Il sistema sta crollando. Lo preannunciavano le crepe che solcavano la parete dei poster della quinta stagione, una ferita umana riportata visivamente per mostrare la spaccatura all’interno dei personaggi che si espandeva poi anche all’intero nucleo famigliare. E regale. Ma in The Crown 5, forse per la prima volta, le incrinature cominciano a presentarsi anche nella storia stessa, nella complessità di un edificio seriale che aveva posato le fondamenta per rivelarsi la più maestosa e solida delle produzioni Netflix, iniziando a cedere sotto lo scricchiolio del peso e delle responsabilità.

Pressioni che una certa stampa estera non ha mancato di sottolineare, inveendo come si è sempre fatto nei confronti della monarchia, ma anche verso una difesa di quella figura per alcuni inglesi sacra – anzi, divina – e che nel prodotto ideato da Peter Morgan si è rivelata quanto mai umana e profana.

The Crown 5: segni di cedimento a Buckingham Palace?

La stanchezza che manifesta la quinta stagione di The Crown è perciò una verità su cui la serie medesima deve fare i conti, ma che al contempo, pur non necessaria se si vuole mantenere la tensione e la stima degli spettatori, si può notare come sia anche abbinabile al nuovo cambio di volti e al passaggio d’età che caratterizza il ritorno ogni due anni della serie. Dalla giovinezza di Claire Foy alla maturità di Olivia Colmar, la produzione pone sul capo di Imelda Staunton la corona della sovrana britannica e, con lei, vede un ulteriore passaggio a cui ogni personaggio è soggetto e che suggerisce la gravosità e l’avanzamento degli anni, non solo nelle fisicità e nei visi, delle pedine di Buckingham Palace.

Aspetto che perciò si addice al proseguimento di un racconto romanzato che prende però ispirazione dal tempo trascorso della storia moderna, di cui la famiglia reale fa e ha fatto parte. Anche un ammorbidimento, dunque, della grinta che la serie ha da sempre sferzato mettendo a segno ipocrisie e compromessi per mantenere la santità di un’istituzione come quella composta da una regina e da un re, palesando di più le proprie metafore e non agendo solamente nella maniera sibillina con cui si costituivano i ruoli e i giochi di potere. L’alleggerimento di molto di una stoffa e di una scorza le quali, pur rimanendo sostanzialmente dure, cominciano a palesare i primi accenni di cedimento tanto nei corridoi del palazzo d’oro, quanto in una narrazione che si adegua di conseguenza a questi imminenti cambiamenti. Una critica al sistema che diventa in The Crown evidenza stessa di un iniziale passo verso l’avvallamento di una storia che va affaticandosi, cercando di mantenere all’apparenza lo stesso splendore.

#### [Compito 1]
Nel brano su The Crown 5, a quale attrice la produzione pone sul capo la corona della sovrana britannica?
#### [Compito 2]
Ricopi dal brano su The Crown 5 il passo che va da "Pressioni che una" a "a Buckingham Palace?".

[Righe contenute in un dataset]
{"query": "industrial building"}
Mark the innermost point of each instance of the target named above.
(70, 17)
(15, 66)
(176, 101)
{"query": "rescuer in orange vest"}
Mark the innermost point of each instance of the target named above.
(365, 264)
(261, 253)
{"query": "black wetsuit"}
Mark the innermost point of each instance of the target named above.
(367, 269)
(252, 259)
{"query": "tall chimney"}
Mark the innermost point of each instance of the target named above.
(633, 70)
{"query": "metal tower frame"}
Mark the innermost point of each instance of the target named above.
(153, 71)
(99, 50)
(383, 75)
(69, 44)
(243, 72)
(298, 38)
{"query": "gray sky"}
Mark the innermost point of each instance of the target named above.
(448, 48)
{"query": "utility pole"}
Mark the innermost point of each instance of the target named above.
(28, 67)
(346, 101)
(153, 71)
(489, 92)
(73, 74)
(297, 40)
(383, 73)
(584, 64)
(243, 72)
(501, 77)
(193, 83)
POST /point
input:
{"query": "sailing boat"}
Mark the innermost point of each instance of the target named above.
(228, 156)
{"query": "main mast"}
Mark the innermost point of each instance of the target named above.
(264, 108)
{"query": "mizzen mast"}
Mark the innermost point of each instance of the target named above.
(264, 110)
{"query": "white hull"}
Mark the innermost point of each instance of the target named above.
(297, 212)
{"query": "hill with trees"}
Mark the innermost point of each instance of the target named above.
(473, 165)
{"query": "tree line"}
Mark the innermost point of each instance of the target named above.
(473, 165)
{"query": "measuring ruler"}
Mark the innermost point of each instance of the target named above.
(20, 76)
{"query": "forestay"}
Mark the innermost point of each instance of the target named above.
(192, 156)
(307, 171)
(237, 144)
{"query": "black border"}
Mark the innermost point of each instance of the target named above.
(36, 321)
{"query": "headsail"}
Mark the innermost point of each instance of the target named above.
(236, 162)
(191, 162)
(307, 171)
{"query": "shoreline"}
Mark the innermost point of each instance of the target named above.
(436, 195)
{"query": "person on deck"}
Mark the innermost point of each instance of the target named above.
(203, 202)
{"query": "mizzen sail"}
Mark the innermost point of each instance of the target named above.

#### [Soluzione 1]
A Imelda Staunton.

#### [Soluzione 2]
Pressioni che una certa stampa estera non ha mancato di sottolineare, inveendo come si è sempre fatto nei confronti della monarchia, ma anche verso una difesa di quella figura per alcuni inglesi sacra – anzi, divina – e che nel prodotto ideato da Peter Morgan si è rivelata quanto mai umana e profana.

The Crown 5: segni di cedimento a Buckingham Palace?